== Record extracts ==

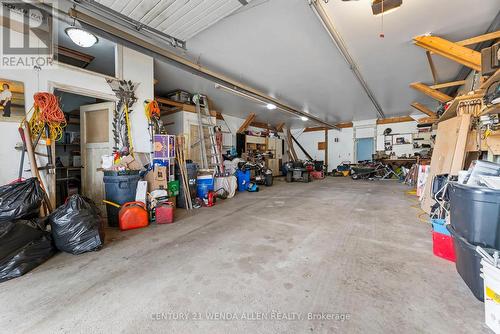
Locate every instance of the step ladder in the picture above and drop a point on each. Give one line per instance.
(210, 154)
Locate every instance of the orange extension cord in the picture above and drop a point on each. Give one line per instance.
(47, 112)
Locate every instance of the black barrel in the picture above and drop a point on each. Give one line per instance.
(475, 214)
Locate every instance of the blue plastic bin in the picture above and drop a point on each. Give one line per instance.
(243, 180)
(204, 184)
(438, 226)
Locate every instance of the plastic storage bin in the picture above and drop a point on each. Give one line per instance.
(442, 246)
(475, 214)
(120, 188)
(204, 184)
(468, 264)
(491, 276)
(243, 179)
(192, 170)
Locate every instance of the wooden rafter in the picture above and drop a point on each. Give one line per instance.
(479, 39)
(450, 50)
(420, 107)
(280, 126)
(246, 123)
(435, 94)
(448, 84)
(432, 66)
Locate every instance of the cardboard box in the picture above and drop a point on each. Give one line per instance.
(157, 178)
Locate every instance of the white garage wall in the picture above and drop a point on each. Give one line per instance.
(139, 68)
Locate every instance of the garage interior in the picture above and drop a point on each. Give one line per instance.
(264, 166)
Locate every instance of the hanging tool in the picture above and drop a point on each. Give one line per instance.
(211, 158)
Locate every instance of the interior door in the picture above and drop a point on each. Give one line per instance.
(364, 149)
(97, 140)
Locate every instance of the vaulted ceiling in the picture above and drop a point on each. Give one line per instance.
(281, 48)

===

Direction ▸ Copy the data from the line with "Locate every instance of the white" through the end, swapping "garage" for "workshop" and leaving everything else untouched.

Problem solution ▸
Locate every instance of the white workshop wall in the picture above and drop a point on each. Give one line per instance.
(139, 68)
Locate every instance of the workshop interior in the picture above and drop a point on each. Give one line per instance.
(264, 166)
Locate every instance of the hanging tool in the picture above and drop a point on each. Give one line per instance.
(211, 158)
Locate every instance of the interior door in the picture above and drop a point on each. Give one line per instance.
(364, 149)
(97, 140)
Locate every instance of the vaulted ceiling in the picture above and drop a point on each. Give one line per instance.
(281, 48)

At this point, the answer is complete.